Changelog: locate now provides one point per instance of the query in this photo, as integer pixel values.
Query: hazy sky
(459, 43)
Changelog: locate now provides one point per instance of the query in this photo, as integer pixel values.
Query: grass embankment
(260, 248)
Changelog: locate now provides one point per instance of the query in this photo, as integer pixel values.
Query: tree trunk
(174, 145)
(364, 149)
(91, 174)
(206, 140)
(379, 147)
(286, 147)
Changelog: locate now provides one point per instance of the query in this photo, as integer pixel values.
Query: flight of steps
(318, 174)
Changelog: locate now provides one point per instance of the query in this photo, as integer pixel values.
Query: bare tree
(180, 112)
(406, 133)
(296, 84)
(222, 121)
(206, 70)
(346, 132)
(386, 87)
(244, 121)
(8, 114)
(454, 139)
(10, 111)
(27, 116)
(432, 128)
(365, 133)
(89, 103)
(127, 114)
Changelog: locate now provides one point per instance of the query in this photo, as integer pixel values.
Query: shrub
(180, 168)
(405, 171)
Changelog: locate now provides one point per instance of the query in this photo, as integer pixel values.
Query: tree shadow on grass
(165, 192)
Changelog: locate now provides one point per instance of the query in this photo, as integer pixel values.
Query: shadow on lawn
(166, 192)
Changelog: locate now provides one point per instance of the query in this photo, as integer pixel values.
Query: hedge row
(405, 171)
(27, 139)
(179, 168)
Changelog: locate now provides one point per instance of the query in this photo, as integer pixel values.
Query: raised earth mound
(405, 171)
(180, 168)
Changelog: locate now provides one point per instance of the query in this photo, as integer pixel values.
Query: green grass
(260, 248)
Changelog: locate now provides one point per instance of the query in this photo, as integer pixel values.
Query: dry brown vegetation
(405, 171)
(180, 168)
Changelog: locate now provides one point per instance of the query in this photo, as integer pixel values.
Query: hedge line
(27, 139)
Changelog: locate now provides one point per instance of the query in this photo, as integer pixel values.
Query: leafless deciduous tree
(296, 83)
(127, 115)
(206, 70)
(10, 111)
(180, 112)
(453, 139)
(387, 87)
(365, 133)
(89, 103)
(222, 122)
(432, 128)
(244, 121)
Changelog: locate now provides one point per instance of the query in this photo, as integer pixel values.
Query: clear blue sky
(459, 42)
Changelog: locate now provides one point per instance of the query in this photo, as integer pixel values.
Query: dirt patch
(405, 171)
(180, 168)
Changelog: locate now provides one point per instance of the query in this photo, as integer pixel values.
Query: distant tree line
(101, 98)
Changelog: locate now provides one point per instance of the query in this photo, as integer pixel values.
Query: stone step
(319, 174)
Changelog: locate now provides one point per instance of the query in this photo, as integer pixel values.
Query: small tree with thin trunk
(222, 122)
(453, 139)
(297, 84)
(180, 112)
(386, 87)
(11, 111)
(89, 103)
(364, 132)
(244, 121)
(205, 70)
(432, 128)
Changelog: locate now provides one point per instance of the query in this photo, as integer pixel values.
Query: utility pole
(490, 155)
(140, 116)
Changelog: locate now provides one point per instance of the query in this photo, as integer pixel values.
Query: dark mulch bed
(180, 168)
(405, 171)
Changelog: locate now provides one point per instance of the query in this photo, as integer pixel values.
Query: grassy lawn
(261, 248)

--

## [ASSIGNMENT]
Return the entries above, every line intact.

## [EXERCISE SOLUTION]
Changelog: locate now provides one point per instance of the query in this photo, as integer pixel values.
Query: hazy sky
(459, 43)
Changelog: locate now provides one point per instance of the query in this photo, as integer pixel values.
Query: grass embankment
(260, 248)
Changelog: locate now provides one point per instance of the query in this photo, as integer pixel values.
Query: tree trunk
(174, 145)
(364, 149)
(91, 174)
(206, 140)
(379, 147)
(286, 147)
Changelog: locate now provides one point per instance of the query in this photo, as integer pixel values.
Query: flight of steps
(318, 174)
Changelog: locate now provides one point per instance of the query in this photo, as integer pixel values.
Query: bare tree
(180, 112)
(406, 133)
(296, 84)
(222, 121)
(206, 70)
(346, 132)
(386, 87)
(244, 121)
(8, 114)
(454, 139)
(10, 111)
(27, 116)
(432, 128)
(365, 133)
(89, 103)
(127, 114)
Changelog: locate now provides one point per instance of the query in this photo, as integer pixel values.
Query: shrub
(180, 168)
(405, 171)
Changelog: locate now provides one point per instance of the query in this photo, as integer pixel values.
Query: tree shadow on grass
(165, 192)
Changelog: locate now provides one point per instance of the query in this photo, as integer pixel values.
Query: shadow on lawn
(166, 192)
Changelog: locate now provides one point per instance of the query in this photo, as integer pixel values.
Query: hedge row
(405, 171)
(27, 139)
(179, 168)
Changelog: locate now provides one point per instance of the query in this photo, as integer pixel values.
Query: raised earth mound
(405, 171)
(180, 168)
Changelog: locate now provides one point per instance of the query in this photo, as integer pixel values.
Query: green grass
(260, 248)
Changelog: locate now provides one point per instance of the query in this photo, as integer pixel values.
Query: dry brown vegetation
(405, 171)
(180, 168)
Changelog: locate now provides one point per instance of the query in this photo, as integer pixel values.
Query: hedge line
(27, 139)
Changelog: locate now provides one point per instance of the query in this photo, as integer pixel values.
Query: leafless deciduous tree
(296, 83)
(127, 115)
(206, 70)
(10, 111)
(180, 112)
(453, 139)
(387, 87)
(365, 133)
(89, 103)
(222, 122)
(432, 128)
(244, 121)
Changelog: locate now provides one point per instance of the query in this photo, as integer pixel values.
Query: clear blue sky
(459, 42)
Changelog: locate now provides one point per instance of the query in this photo, as integer pixel values.
Query: dirt patch
(405, 171)
(180, 168)
Changelog: locate now provides one point per instance of the query in this photo, as integer pixel values.
Query: distant tree line
(101, 98)
Changelog: locate now provides one point per instance of the query in this photo, as integer pixel values.
Query: stone step
(319, 174)
Changelog: locate now provides one point per instance of the query in this photo, as integer pixel values.
Query: small tree with thin trunk
(222, 122)
(453, 139)
(297, 84)
(180, 112)
(386, 87)
(11, 111)
(89, 103)
(364, 132)
(244, 121)
(205, 70)
(432, 128)
Changelog: locate now provides one point per instance of the query in this photo, as integer pixel values.
Query: utility pole
(490, 155)
(140, 116)
Changelog: locate now provides one point per instance of the query in this photo, as integer pixel values.
Query: dark mulch bed
(180, 168)
(405, 171)
Changelog: locate now provides one point per instance of the query in this photo, as integer pixel values.
Query: grassy lawn
(261, 248)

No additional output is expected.